● **TASK OBJECTIVE**: In the passage on Iceland's proposed EU referendum, when did Iceland apply to join the EU?

A referendum on the resumption of European Union membership negotiations has been proposed to be held in Iceland. The referendum was suggested after the Independence Party and the Progressive Party formed a coalition government following the April 2013 parliamentary elections. The previous Social Democratic Alliance led government had suspended opening of new chapters within the accession negotiations prior to the election (the opened chapters are still negotiated about), and the incoming government vowed not to resume them unless they were first given a mandate to do so by a referendum.

Background
The then Social Democratic Alliance led government of Iceland applied to join the EU in July 2009 after the country suffered a severe financial crisis. Despite three years of negotiations, several major issues remain outstanding, including the Common Fisheries Policy.  On 14 January, the Icelandic government announced that negotiations would be suspended until after the parliamentary election in April. No new chapters will be opened prior to the election, though negotiations will continue on chapters that have already been opened.  The ruling left-wing parties suffered a major defeat in the elections, while the centrist Progressive Party had a large victory.

The leaders of the Progressive Party and the Independence Party, which both oppose Icelandic EU membership, announced on 22 May 2013 that a coalition platform had been reached that would suspend all accession talks with the EU and not resume them unless first approved by a referendum.  The advisor to Sigmundur Davíð Gunnlaugsson, the incoming Prime Minister, stated that "later in the term there will be a referendum on whether Iceland should continue the talks, although no date has been decided."  The new Finance Minister Bjarni Benediktsson stated that "We believe the accession talks were started without the necessary support in Iceland. We will not go further with the talks. We also have to listen to what the EU has to say about our approach; maybe it will make no sense to hold a referendum"

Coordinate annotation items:
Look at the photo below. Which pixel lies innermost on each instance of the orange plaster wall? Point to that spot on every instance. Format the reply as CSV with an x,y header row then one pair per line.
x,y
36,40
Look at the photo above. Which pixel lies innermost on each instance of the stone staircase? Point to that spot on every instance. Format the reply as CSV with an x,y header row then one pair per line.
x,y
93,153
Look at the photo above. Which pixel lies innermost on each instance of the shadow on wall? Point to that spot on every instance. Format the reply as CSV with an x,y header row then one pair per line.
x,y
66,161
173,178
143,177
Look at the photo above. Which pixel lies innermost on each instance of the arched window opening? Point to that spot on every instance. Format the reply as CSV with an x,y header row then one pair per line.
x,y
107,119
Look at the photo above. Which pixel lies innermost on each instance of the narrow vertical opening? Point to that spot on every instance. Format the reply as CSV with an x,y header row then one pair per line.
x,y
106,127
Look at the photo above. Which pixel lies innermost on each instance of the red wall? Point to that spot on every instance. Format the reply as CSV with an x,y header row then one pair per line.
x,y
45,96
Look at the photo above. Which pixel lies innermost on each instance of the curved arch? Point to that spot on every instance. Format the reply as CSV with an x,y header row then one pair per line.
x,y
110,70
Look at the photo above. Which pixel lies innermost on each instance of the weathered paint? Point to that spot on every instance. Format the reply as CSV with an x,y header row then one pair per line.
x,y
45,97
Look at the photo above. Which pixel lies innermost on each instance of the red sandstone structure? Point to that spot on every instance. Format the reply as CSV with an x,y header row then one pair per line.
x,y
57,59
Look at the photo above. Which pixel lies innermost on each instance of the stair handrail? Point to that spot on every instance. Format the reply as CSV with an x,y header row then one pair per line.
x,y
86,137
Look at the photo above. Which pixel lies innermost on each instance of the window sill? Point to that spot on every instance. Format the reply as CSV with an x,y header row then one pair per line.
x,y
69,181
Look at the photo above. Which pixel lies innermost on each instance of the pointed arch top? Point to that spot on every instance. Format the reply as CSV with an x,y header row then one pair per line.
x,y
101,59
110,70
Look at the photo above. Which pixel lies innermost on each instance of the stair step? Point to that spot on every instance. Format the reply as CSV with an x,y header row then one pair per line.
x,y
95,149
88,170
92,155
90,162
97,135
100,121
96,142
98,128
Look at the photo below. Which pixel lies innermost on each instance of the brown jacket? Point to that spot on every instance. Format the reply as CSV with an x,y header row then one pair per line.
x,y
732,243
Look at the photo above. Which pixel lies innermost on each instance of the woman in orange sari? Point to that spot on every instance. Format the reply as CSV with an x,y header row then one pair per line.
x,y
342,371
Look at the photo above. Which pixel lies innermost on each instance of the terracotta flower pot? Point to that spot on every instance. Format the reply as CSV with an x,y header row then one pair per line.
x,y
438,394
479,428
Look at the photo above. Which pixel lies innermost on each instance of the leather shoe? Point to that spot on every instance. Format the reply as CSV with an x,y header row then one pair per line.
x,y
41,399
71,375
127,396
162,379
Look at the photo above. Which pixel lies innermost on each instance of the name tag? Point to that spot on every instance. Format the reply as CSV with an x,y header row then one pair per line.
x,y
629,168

● **ANSWER TO THIS PROBLEM**: July 2009